◆ **Testo da leggere**

┏━━

Da dove nasce l'idea della storia?
Mezzapesa: Dal romanzo di Mario Desiati. Quando l'ho letto, quello che più mi ha colpito è il rapporto di amicizia che si instaura tra Veleno e Zazà, due ragazzi molto diversi che però si trovano entrambi a vivere un momento di rara crudezza qual è l'adolescenza. C'è poi Annalisa, una donna più grande di loro, che vive un malessere simile a quello dei due ragazzi anche se per altra causa, la perdita inaspettata e improvvisa del compagno. Infine c'è il quarto protagonista della storia, il territorio, ferito nella sua bellezza sia geograficamente – penso alle gravine – che industrialmente.

Signor Desiati, ci sono note autobiografiche nella storia che ha scritto?
Desiati: Sì, in parte. A dire il vero me ne sono accorto ancora di più vedendo il film, ho avuto ottantadue minuti di deja-vù che mi hanno riportato al mio passato, a pensarci bene l'unica forma di autoanalisi in cui addirittura sono stato pagato, invece che pagare. Il film, però, è molto diverso dal libro e penso sia giusto perché credo che debba essere capace di tradire l'opera letteraria dalla quale proviene. Ad esempio, mi ha colpito molto il modo in cui Pippo racconta la solidarietà felina e feroce che c'è fra i due ragazzi e come racconta l'amore nella scena della giostra.

I luoghi-mondi che abbiamo visto e conosciuto nei suoi lavori precedenti ricorrono anche qui, non crede?
Mezzapesa: Sì, è vero. Specie nel campo di calcio che è il luogo ideale dove far nascere un'amicizia perché lì vengono meno i ruoli sociali per sporcarsi di fango, cioè di vita e di realtà ed è proprio quello che vuole fare Veleno, che vede in Zazà il personaggio che vuole emulare.

┗━━

◆ **Compiti da svolgere**
1. Nell'intervista sul film tratto dal romanzo di Mario Desiati, Mezzapesa indica i protagonisti della storia. Elencali tutti.
2. Fornisci il seguito dell'intervista sul film tratto dal romanzo di Mario Desiati, a partire dall'ultima risposta di Mezzapesa.

◆ **Materiale fornito**

┏━━

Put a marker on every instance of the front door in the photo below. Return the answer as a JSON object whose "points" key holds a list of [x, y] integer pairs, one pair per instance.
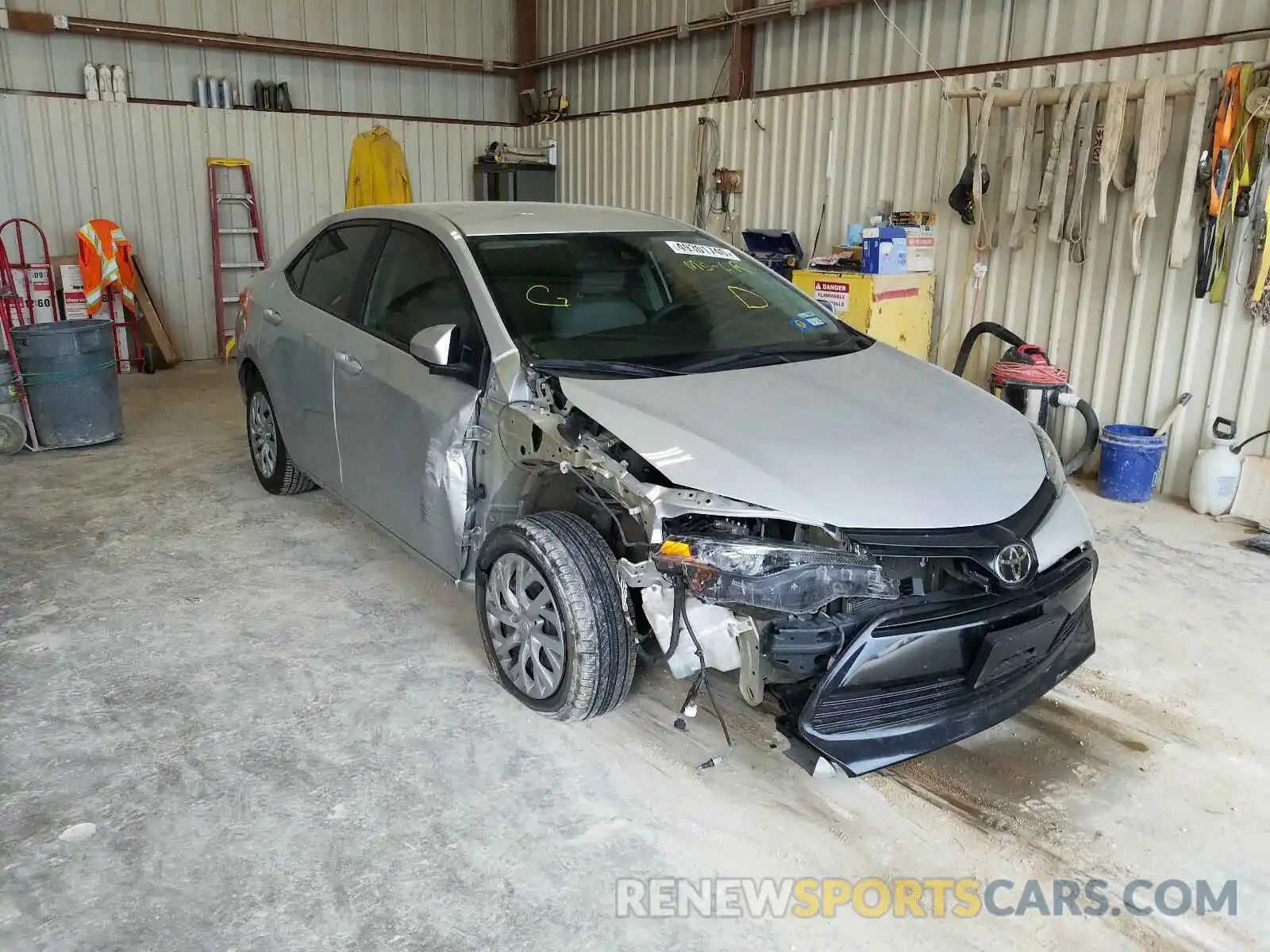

┗━━

◆ **Risposte ai compiti**
1. Veleno, Zazà, Annalisa, il territorio

2.
Quanto ha inciso nel racconto la Puglia come ambientazione?
Mezzapesa: A me interessava mostrare il contrasto tra continue pulsioni di morte e pulsioni di vita che è alla base del racconto. Volevo mostrarlo interiormente nei personaggi e plasticamente in una natura incontaminata e violata al tempo stesso e in questo il paesaggio pugliese mi sembra funzioni.
Procacci: Mi ricordo che tanto tempo fa mi arrivò un copione con su scritto “Ti interessa un film ambientato in Puglia? Eccolo qua”. Ecco, a me non interessa una storia pugliese ma una bella storia. Casualmente in questo film ci sono entrambe le componenti. Penso, poi, che la Puglia abbia saputo negli ultimi anni trattenere – nel senso buono del termine – molti talenti, dando loro la possibilità di esprimersi e questo non fa che aumentare il valore di girare in quel territorio.

Come vi siete trovati a interpretare i ruoli di Veleno e Zazà e Annalisa?
Schipani: Non sono un attore, sono un giocatore di calcio e per puro caso mi sono trovato a lavorare in questo film.
Orzella: Questo personaggio mi assomiglia molto, spesso mi è sembrato di rivivere molto della mia vita.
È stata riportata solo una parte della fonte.